*YOUR TASK*:
Starting at the line that contains "[locate] the blurred white", transcribe every remaining line of the entries exactly, including the last one.

(Dataset rows on where objects appear)
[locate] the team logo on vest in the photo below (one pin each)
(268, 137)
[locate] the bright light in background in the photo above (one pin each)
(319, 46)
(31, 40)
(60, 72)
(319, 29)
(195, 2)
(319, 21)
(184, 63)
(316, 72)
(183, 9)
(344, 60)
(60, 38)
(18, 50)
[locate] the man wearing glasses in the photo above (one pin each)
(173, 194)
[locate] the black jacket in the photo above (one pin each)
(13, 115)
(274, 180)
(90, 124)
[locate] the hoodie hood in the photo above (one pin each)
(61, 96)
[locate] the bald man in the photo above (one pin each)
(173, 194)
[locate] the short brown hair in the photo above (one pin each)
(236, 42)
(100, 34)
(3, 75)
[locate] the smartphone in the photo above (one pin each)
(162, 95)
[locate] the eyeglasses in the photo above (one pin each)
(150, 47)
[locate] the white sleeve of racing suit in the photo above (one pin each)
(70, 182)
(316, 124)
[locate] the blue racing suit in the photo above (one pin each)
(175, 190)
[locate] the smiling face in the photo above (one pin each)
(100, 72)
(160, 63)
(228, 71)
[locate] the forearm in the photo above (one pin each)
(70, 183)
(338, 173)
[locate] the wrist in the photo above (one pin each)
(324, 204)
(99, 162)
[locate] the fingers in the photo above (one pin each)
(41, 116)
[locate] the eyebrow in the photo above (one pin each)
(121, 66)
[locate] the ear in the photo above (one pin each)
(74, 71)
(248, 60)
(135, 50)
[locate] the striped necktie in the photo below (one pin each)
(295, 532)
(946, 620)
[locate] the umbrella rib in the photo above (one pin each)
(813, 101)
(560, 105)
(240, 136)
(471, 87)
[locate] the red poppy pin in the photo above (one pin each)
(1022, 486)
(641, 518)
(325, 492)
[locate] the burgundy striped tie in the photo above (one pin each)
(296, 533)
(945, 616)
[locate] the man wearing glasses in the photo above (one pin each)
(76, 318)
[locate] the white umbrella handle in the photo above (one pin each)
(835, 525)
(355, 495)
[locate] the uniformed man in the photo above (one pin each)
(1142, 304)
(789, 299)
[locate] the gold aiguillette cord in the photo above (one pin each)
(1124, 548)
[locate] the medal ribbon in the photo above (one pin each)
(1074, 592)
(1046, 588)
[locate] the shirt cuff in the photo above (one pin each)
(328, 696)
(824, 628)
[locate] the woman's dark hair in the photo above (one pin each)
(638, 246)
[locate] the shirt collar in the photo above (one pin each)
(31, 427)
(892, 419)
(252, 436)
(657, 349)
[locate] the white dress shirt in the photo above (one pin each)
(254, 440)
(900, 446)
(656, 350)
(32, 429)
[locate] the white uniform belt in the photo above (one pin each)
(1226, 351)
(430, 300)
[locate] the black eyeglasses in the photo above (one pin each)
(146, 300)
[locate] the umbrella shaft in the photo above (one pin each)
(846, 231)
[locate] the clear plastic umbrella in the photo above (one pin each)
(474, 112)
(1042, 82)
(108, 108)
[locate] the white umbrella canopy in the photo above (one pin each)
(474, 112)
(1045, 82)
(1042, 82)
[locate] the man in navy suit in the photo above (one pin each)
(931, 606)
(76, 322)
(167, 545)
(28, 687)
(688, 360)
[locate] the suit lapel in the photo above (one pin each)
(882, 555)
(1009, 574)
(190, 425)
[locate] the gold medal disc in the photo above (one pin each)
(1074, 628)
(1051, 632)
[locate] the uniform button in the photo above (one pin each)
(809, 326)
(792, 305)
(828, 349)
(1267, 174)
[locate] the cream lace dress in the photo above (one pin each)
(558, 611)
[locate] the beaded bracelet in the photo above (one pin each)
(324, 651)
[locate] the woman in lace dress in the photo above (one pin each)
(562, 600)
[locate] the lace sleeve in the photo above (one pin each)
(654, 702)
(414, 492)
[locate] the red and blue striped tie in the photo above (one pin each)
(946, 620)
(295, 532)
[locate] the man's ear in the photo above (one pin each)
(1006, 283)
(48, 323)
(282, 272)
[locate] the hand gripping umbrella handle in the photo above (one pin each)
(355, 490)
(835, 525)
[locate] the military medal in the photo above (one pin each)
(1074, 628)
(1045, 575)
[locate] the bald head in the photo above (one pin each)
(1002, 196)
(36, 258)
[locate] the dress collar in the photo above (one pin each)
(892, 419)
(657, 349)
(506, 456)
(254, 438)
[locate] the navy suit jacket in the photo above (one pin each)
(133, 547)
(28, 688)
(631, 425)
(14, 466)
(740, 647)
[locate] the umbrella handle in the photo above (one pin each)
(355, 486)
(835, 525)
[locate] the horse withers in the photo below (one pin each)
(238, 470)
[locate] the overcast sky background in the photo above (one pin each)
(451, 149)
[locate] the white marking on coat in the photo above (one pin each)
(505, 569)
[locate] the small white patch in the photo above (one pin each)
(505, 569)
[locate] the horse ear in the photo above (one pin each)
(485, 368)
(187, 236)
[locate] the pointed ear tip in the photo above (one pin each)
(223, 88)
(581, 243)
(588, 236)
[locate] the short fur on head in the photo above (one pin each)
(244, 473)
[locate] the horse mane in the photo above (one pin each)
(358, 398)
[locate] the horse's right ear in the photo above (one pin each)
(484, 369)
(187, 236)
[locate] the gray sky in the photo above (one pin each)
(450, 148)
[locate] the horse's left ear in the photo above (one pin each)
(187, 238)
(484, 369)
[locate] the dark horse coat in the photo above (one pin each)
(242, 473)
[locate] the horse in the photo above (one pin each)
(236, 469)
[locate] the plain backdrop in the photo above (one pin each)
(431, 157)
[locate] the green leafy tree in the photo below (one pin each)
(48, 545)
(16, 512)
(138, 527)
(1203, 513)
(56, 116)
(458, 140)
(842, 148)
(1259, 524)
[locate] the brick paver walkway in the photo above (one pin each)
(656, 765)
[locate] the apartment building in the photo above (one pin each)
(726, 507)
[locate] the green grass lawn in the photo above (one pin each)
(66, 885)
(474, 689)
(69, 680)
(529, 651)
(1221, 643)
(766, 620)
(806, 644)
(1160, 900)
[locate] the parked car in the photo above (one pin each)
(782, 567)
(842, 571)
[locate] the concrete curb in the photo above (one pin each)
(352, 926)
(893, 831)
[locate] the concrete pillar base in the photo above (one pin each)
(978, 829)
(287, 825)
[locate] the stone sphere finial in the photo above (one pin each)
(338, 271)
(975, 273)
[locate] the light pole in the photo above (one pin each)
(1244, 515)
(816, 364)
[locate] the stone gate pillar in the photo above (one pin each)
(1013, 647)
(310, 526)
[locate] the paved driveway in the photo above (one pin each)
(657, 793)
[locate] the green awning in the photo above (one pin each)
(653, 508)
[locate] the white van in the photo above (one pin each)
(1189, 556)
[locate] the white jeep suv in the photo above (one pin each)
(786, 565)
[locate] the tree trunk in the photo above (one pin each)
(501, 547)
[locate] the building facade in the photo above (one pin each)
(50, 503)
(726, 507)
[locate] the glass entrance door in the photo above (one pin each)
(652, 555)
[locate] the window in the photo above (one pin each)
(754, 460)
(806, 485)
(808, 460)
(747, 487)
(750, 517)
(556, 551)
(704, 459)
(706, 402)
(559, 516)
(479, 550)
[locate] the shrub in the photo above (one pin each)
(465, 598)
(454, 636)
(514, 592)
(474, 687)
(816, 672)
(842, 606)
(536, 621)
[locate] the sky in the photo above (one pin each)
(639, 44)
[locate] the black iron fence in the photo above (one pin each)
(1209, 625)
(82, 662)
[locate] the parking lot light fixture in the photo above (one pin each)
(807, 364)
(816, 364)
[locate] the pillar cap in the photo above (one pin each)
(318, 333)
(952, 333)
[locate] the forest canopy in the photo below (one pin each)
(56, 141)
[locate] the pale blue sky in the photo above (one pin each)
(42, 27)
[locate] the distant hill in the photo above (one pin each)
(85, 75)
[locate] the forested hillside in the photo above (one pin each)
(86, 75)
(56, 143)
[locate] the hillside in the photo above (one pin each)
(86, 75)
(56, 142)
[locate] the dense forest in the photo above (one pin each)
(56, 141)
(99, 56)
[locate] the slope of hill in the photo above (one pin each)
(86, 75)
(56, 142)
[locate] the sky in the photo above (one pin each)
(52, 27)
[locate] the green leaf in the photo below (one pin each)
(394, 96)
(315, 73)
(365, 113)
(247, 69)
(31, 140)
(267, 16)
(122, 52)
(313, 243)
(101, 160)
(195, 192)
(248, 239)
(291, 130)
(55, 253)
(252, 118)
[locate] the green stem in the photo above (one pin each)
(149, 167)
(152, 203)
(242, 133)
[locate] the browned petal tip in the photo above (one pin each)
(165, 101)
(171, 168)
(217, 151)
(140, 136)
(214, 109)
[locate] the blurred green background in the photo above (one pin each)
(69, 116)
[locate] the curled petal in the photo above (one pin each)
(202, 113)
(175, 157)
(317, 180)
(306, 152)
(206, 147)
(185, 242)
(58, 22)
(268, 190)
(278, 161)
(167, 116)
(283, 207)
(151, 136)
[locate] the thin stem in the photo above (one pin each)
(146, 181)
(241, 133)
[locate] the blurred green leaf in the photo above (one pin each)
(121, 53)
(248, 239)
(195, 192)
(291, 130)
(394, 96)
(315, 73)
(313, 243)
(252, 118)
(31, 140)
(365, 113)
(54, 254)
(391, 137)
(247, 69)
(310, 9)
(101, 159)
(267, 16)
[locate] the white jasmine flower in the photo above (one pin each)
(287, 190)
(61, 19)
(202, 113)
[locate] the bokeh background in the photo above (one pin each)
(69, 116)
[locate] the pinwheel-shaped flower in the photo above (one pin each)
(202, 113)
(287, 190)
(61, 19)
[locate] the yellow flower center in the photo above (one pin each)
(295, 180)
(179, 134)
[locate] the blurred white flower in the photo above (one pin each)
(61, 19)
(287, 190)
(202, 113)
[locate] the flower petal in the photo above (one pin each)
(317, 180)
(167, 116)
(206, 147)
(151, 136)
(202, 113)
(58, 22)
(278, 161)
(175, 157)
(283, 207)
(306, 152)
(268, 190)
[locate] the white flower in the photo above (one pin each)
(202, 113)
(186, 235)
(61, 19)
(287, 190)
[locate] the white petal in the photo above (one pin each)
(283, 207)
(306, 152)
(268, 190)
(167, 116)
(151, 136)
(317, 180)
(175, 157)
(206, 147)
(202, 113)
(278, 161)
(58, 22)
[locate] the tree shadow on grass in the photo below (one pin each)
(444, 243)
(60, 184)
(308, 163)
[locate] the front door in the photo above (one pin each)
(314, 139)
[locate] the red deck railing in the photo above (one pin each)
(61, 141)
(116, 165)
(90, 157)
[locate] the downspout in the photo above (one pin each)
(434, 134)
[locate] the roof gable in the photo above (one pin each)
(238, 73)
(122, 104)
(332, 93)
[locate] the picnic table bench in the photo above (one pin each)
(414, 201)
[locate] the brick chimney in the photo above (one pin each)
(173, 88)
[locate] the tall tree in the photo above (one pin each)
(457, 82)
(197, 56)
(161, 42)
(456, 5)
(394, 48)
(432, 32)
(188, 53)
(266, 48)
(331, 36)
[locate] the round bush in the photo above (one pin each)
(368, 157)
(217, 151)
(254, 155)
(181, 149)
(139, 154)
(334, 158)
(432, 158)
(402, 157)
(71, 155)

*SOLUTION TO THE EXERCISE*:
[locate] the blurred white flower in the photo above (one pin each)
(61, 19)
(287, 190)
(202, 113)
[locate] the flower petal in the photo above (one pin each)
(317, 180)
(167, 116)
(206, 147)
(151, 136)
(202, 113)
(58, 22)
(278, 161)
(175, 157)
(283, 207)
(306, 152)
(268, 190)
[locate] the white flower in the photo above (one pin each)
(202, 113)
(186, 235)
(61, 19)
(287, 190)
[locate] the white petal in the photo above (one pin each)
(283, 207)
(306, 152)
(268, 190)
(167, 116)
(151, 136)
(317, 180)
(175, 157)
(206, 147)
(202, 113)
(278, 161)
(58, 22)
[locate] the tree shadow on grass in the photo below (one pin each)
(444, 243)
(60, 184)
(308, 163)
[locate] the front door in the photo above (one pin each)
(314, 139)
[locate] the red deck railing in the photo above (one pin each)
(61, 141)
(116, 165)
(90, 157)
[locate] the downspout in the photo above (one pin each)
(434, 134)
[locate] the roof gable in the photo above (one pin each)
(238, 73)
(122, 104)
(332, 93)
[locate] the picnic table bench in the photo above (one pin each)
(414, 201)
[locate] the brick chimney in the photo above (one pin each)
(173, 88)
[locate] the tall tree in the photo above (one pin each)
(457, 82)
(197, 56)
(161, 42)
(456, 5)
(394, 48)
(432, 32)
(188, 53)
(266, 48)
(331, 36)
[locate] the round bush in the photo above (one pin each)
(368, 157)
(217, 151)
(254, 155)
(181, 149)
(139, 154)
(334, 158)
(432, 158)
(402, 157)
(71, 155)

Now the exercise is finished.